INPUT:
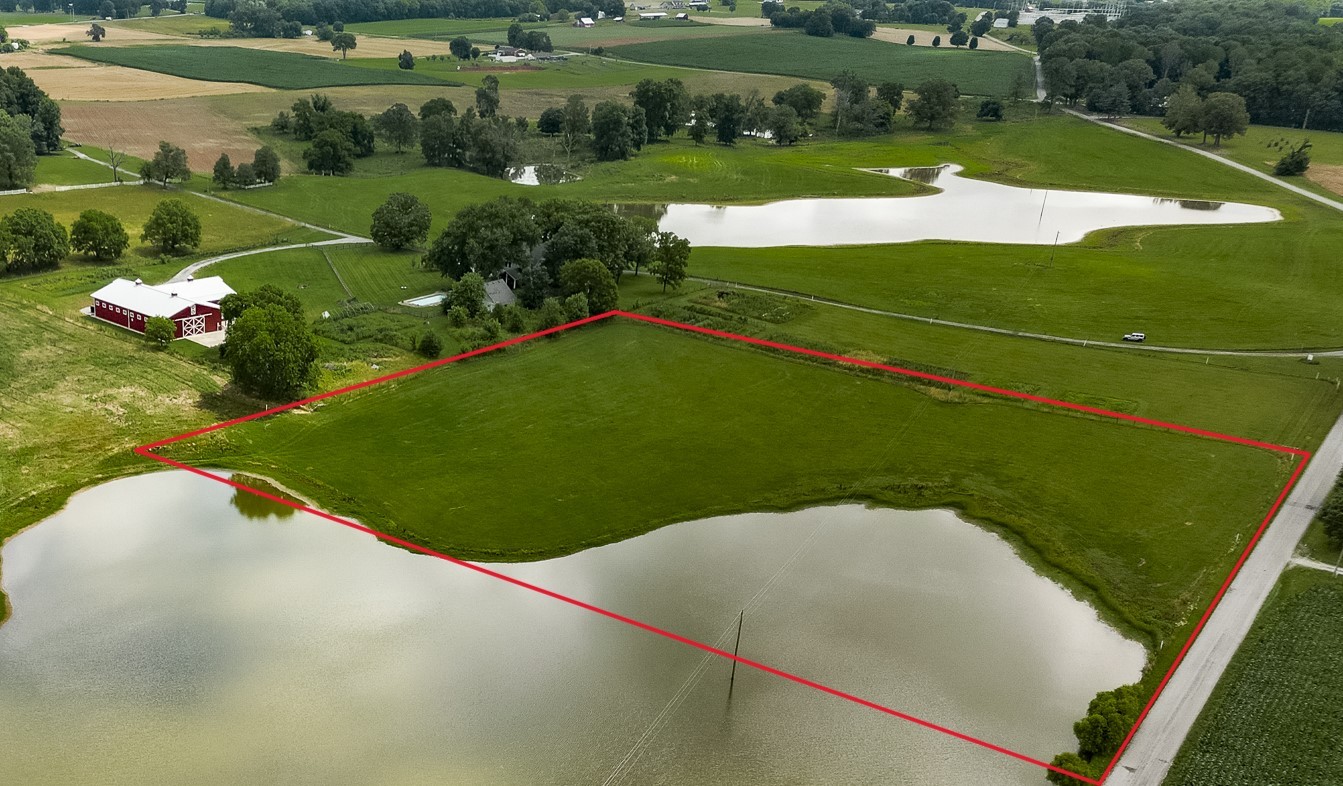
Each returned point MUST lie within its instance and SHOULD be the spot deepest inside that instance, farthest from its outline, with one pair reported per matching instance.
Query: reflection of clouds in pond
(149, 610)
(962, 210)
(541, 175)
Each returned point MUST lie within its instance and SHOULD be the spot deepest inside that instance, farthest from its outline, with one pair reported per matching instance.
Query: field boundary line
(1302, 458)
(830, 301)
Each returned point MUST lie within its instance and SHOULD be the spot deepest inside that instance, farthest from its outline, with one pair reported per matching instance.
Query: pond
(167, 629)
(541, 175)
(962, 210)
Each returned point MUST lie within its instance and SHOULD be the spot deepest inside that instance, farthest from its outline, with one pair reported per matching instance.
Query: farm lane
(340, 239)
(1316, 564)
(1296, 190)
(1303, 352)
(1159, 738)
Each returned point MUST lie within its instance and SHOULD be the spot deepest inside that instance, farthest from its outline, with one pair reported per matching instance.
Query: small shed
(498, 293)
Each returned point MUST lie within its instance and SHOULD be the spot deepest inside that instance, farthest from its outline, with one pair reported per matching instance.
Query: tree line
(1273, 55)
(30, 126)
(539, 239)
(32, 239)
(273, 16)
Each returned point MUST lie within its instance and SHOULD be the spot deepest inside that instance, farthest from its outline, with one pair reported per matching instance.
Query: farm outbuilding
(192, 304)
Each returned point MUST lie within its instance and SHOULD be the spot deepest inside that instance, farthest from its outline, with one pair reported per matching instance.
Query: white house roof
(164, 300)
(498, 293)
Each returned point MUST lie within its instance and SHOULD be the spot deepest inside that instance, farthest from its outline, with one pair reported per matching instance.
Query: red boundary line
(1304, 456)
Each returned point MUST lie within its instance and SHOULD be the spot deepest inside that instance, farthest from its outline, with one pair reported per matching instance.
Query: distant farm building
(192, 305)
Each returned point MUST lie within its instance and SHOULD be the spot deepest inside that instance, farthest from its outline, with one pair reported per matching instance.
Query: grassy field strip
(1279, 182)
(267, 69)
(1275, 715)
(794, 54)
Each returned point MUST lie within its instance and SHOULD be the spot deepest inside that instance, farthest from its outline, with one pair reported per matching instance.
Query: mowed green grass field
(66, 169)
(318, 277)
(660, 426)
(281, 70)
(794, 54)
(1277, 711)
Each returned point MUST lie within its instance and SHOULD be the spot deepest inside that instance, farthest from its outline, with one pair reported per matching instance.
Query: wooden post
(735, 648)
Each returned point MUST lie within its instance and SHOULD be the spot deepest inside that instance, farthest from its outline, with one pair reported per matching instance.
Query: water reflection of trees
(649, 211)
(925, 175)
(1189, 203)
(254, 507)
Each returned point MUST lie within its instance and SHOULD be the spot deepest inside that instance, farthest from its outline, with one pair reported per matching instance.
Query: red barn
(192, 304)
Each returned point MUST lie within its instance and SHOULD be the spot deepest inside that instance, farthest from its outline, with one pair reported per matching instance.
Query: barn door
(194, 325)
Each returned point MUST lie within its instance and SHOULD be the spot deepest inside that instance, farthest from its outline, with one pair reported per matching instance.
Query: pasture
(66, 169)
(1263, 145)
(1169, 282)
(794, 54)
(1273, 718)
(228, 63)
(455, 433)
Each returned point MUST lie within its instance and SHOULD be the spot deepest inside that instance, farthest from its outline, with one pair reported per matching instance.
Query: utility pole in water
(735, 648)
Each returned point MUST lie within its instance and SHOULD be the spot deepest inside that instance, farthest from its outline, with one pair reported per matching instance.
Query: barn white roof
(164, 300)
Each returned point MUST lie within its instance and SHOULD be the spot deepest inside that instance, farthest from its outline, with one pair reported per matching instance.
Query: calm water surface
(962, 210)
(163, 633)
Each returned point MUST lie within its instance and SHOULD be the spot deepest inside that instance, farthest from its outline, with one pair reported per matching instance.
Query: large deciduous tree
(331, 153)
(670, 258)
(271, 354)
(936, 104)
(666, 106)
(803, 98)
(31, 239)
(343, 42)
(1225, 116)
(398, 126)
(172, 226)
(613, 136)
(168, 164)
(98, 234)
(18, 156)
(400, 222)
(591, 278)
(485, 238)
(266, 164)
(576, 124)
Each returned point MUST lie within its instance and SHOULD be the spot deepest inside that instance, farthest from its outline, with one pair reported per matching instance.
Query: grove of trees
(1273, 55)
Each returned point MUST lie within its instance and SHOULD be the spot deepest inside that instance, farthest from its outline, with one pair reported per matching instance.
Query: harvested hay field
(113, 83)
(74, 32)
(36, 59)
(369, 46)
(136, 126)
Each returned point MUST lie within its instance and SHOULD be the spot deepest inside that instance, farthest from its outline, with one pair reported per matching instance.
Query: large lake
(962, 210)
(165, 630)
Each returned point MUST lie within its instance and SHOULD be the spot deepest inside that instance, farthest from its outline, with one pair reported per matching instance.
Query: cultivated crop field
(226, 63)
(1276, 714)
(794, 54)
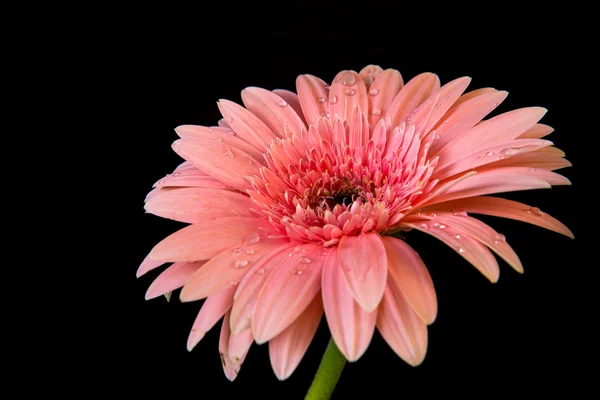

TASK OBJECTIVE: Collect each line in the records above that contains the word "water".

SOLUTION:
Query: water reflection of trees
Query: utility pole in water
Query: calm water surface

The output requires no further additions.